-- Extracted text --

Why I Love to Cook

It’s so amazing to me how food and our own cooking experiences shape our past, fulfill our present, and model our destiny. It doesn’t matter if you’re a master chef in a 5-star restaurant, an accomplished home baker, or if you barely know how to boil water. Food is an integral part of your life and just like me, you do have a very unique relationship with it. This is why I love to cook.

My cooking experience is of course different from yours and I can’t wait to hear about yours. Today I want to let you in on a couple of personal secrets, share my experience as a French chef living in America, and tell you why I love to cook so much.

Growing up in France
I grew up in France — and over there, the French take cooking very, very seriously. It’s part of the culture. My family takes it a step further.

Celebrating a birthday with friends as a child in France.

Celebrating a birthday with friends as a child in France. Can you spot me?

For as long as I can remember, my life was filled with September harvests of the grapes, making wine, collecting olives to make estate olive oil, foraging local forests to find wild asparagus, chanterelles, and porcini mushrooms.

When my American wife, Carissa, first came to France, she was shocked to discover how much time the French spent on dinner — either at the table eating the meal, or in the kitchen preparing and cooking it.

In fact, many of our family gatherings revolved around multi-course, outdoor dinners that would easily last 2 to 4 hours. I recall a particularly epic meal that lasted 8 hours. If you’re not used to it, it can be overwhelming. I think Carissa initially thought we were insane.

Growing up, we always had a vegetable garden, and I still remember fondly the amazing (and never reproduced) taste of fresh tomatoes, leeks, lettuces of all kinds, zucchini, and eggplants.

Grandma would also forage snails, and prepare them the only way they should be served: stuffed with minced parsley, grass-fed butter, and a ton of garlic.

My grandfather was a hunter and my grandma would cook what he brought back home: wild partridges, pheasants, humongous jackrabbits, and wild boars.

She would cook all that in heirloom cast-iron Le Creuset pots she inherited from her mother, who had inherited them from her own mother.

Wild pheasants first had to be hung by their neck, until their freshly hunted meat would relax, naturally tenderize and, peculiarly, become milder. Once the meat was ready, the pheasant was plucked and thrown into the oven. Different techniques for different times; imagine doing that now!

As kids, we took for granted the wonderful food that was all around us. Looking back, those were incredibly amazing experiences with food and they all contributed to my passion for cooking!

-- Dataset section --
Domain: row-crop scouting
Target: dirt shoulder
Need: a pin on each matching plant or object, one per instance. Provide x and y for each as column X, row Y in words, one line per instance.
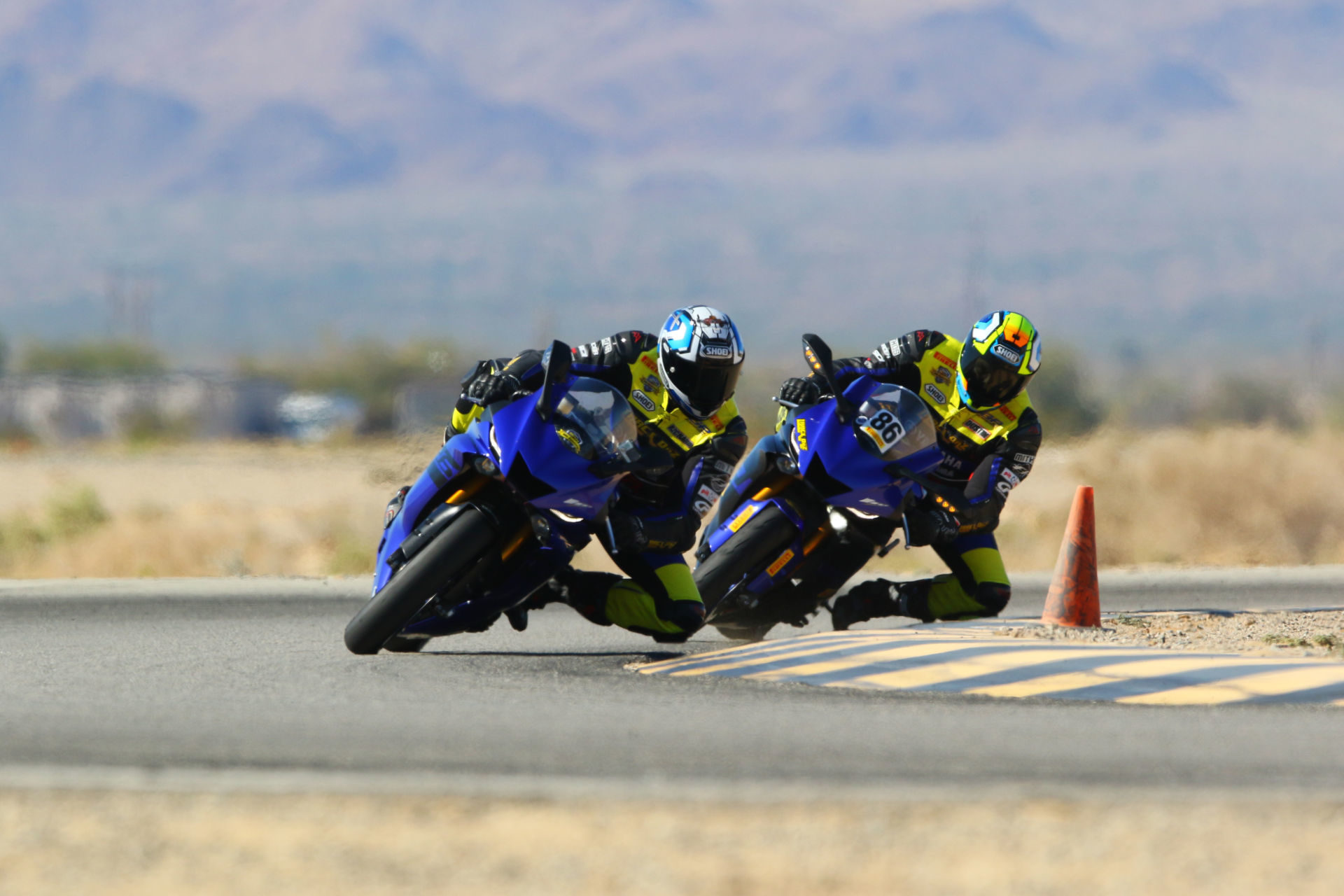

-- Directions --
a) From the cooking essay, reproduce verbatim the part that opens with the words containing "Growing up, we" and closes with "and wild boars.".
b) According to the cooking essay, what were the snails stuffed with?

-- The replies --
a)
Growing up, we always had a vegetable garden, and I still remember fondly the amazing (and never reproduced) taste of fresh tomatoes, leeks, lettuces of all kinds, zucchini, and eggplants.

Grandma would also forage snails, and prepare them the only way they should be served: stuffed with minced parsley, grass-fed butter, and a ton of garlic.

My grandfather was a hunter and my grandma would cook what he brought back home: wild partridges, pheasants, humongous jackrabbits, and wild boars.

b) Minced parsley, grass-fed butter, and a ton of garlic.